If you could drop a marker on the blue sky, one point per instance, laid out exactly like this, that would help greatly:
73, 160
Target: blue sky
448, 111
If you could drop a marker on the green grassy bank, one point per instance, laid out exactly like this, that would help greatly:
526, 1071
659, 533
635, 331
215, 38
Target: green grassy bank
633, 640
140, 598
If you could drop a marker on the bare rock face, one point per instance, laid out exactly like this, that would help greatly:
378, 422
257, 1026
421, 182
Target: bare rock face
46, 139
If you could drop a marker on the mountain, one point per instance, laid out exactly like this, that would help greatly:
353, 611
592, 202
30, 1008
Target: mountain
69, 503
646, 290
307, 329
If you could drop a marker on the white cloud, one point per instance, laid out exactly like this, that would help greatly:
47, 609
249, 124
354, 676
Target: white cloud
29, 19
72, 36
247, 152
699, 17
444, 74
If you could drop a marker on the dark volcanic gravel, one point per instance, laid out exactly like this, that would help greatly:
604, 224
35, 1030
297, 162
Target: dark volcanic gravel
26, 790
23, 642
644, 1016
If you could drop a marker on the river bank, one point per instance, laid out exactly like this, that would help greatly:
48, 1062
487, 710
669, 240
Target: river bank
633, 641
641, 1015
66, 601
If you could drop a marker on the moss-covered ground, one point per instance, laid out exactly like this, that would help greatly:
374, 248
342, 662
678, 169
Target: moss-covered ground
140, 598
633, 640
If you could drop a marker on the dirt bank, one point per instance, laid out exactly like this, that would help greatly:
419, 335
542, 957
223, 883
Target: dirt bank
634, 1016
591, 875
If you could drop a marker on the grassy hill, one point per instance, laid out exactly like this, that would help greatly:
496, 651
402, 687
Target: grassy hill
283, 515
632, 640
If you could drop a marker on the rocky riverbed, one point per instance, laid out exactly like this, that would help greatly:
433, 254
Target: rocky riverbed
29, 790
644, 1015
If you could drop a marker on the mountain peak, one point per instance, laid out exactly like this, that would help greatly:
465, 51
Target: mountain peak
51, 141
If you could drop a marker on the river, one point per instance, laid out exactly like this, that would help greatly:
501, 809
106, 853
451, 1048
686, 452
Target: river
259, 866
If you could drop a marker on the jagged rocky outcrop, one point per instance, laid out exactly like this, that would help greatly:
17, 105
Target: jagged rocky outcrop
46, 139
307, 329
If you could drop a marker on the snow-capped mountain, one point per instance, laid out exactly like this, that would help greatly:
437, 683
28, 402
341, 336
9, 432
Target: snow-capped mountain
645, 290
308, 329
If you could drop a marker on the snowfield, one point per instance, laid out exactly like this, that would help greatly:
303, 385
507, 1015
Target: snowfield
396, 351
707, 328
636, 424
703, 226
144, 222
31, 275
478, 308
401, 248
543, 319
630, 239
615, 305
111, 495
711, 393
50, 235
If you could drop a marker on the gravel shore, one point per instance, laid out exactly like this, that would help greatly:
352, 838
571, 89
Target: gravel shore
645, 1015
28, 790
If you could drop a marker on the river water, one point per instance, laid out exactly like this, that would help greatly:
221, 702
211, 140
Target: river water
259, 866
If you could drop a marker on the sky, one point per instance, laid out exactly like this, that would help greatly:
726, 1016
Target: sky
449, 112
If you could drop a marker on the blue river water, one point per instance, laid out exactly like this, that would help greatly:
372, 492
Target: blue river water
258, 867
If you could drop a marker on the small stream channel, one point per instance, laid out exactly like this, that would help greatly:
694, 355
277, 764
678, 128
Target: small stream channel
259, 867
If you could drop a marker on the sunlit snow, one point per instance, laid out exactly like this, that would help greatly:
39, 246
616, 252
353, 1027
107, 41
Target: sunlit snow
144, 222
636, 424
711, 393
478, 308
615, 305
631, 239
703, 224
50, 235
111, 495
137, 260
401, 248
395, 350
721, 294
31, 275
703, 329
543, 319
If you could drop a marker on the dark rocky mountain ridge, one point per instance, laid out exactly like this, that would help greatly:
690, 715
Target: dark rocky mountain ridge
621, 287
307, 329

****

Requirement
Keep every word the same. Retype all the material.

Result
If you could drop a marker on the blue sky, one point per instance, laid out exactly like this, that would help greatly:
73, 160
Target: blue sky
448, 111
If you could drop a marker on the green grassy bank, one point per instance, laid out exactly like this, that would help greatly:
526, 1071
659, 533
635, 331
215, 38
Target: green grassy bank
633, 640
140, 598
If you could drop a marker on the bare rock face, one point per instance, laid out exactly like this, that would help greatly:
378, 422
257, 1026
421, 182
Target: bare rock face
46, 139
If you could drop a marker on the mountain, one point per instance, laid out exactly like this, that would help greatly:
353, 611
592, 202
30, 1008
Target: mountain
69, 503
646, 290
307, 329
If you could drop a marker on the white cloud, one point per instance, laid out exactly like this, that would help greatly:
47, 609
249, 124
354, 676
Target: white cloud
29, 19
72, 36
247, 152
699, 17
444, 74
If you could drop a marker on the dark volcanic gravel, one point per instance, laid out exactly like this, that would help greatly:
604, 224
35, 1030
297, 162
Target: dark volcanic gravel
26, 790
23, 642
644, 1016
If you could drop a marker on the river bank, one point per instance, laid out exactly like this, that would help greatly:
48, 1062
487, 710
669, 240
Target: river bank
633, 641
641, 1015
66, 601
If you could drop a marker on the moss-covered ground, one point per instance, laid out exactly like this, that would help greatly:
374, 248
342, 662
678, 169
Target: moss-covered ground
140, 598
633, 640
If you could drop a marker on the dirt bank, one point per instance, laid out exactly like this, that would help greatly:
419, 335
542, 957
223, 883
Target: dirt bank
634, 1016
591, 875
If you could drop a marker on the grassy hill, one point per instance, laid out exactly like this, that would help greatly:
496, 651
402, 687
Target: grassy hill
283, 515
632, 640
If you could drop a marker on the rocky riverbed, one point per instance, laid out exactly like this, that would help greatly:
433, 254
Target: rocky riverbed
29, 790
644, 1015
If you could drop a marker on the mountain peak, one point per instance, laid out exactly like this, that would help greatly:
465, 51
Target: mountain peak
51, 141
If you could drop a marker on the river, one point per instance, laid out exactly like this, that would help greatly:
501, 809
106, 853
451, 1048
686, 452
Target: river
259, 866
If you could drop a marker on the jagged rocky outcrop, one point per instance, laid out exactly like this, that would help greatly:
17, 105
Target: jagged rocky outcrop
46, 139
307, 329
If you could drop a marker on the snow-capped mountain, one point per instance, laid out exactly like this, that would help greatly:
437, 683
28, 402
341, 336
9, 432
Target: snow-capped mountain
645, 290
308, 329
If you could drop a marker on the snowfield, one point per instance, laid out exactly like this, that would help greatly:
303, 385
507, 1015
Target: snowfield
396, 351
707, 328
636, 424
703, 226
144, 222
31, 275
478, 308
401, 248
543, 319
630, 239
615, 305
111, 495
711, 393
50, 235
If you could drop a marker on the gravel shore, one point per instance, laid out exactly like this, that would help greatly:
352, 838
571, 89
Target: gravel shore
645, 1015
28, 790
If you could drop a marker on the river water, one point per instance, laid out exactly like this, that would help greatly:
221, 702
211, 140
Target: river water
259, 866
If you could drop a marker on the sky, one point per instance, laid out exactly like this, that would help greatly:
726, 1016
Target: sky
449, 112
If you could drop a marker on the blue river water, one point per instance, laid out exactly like this, that would help greatly:
372, 492
Target: blue river water
258, 867
If you could drop a marker on the small stream channel, one point per instance, laid out exactly like this, that would help greatly:
694, 355
277, 764
678, 128
Target: small stream channel
259, 867
If you could drop a marker on the sunlit snow, one point per instance, laid out exactly like this, that would help greatly:
39, 246
616, 252
353, 1027
107, 41
Target: sunlit snow
144, 222
636, 424
711, 393
478, 308
615, 305
631, 239
703, 224
50, 235
111, 495
137, 260
401, 248
395, 350
721, 294
31, 275
703, 329
543, 319
If you could drop a marker on the dark rocky mountain ridge, one point per instance, laid out exactly like this, that would help greatly:
690, 715
Target: dark rocky mountain ridge
621, 287
307, 329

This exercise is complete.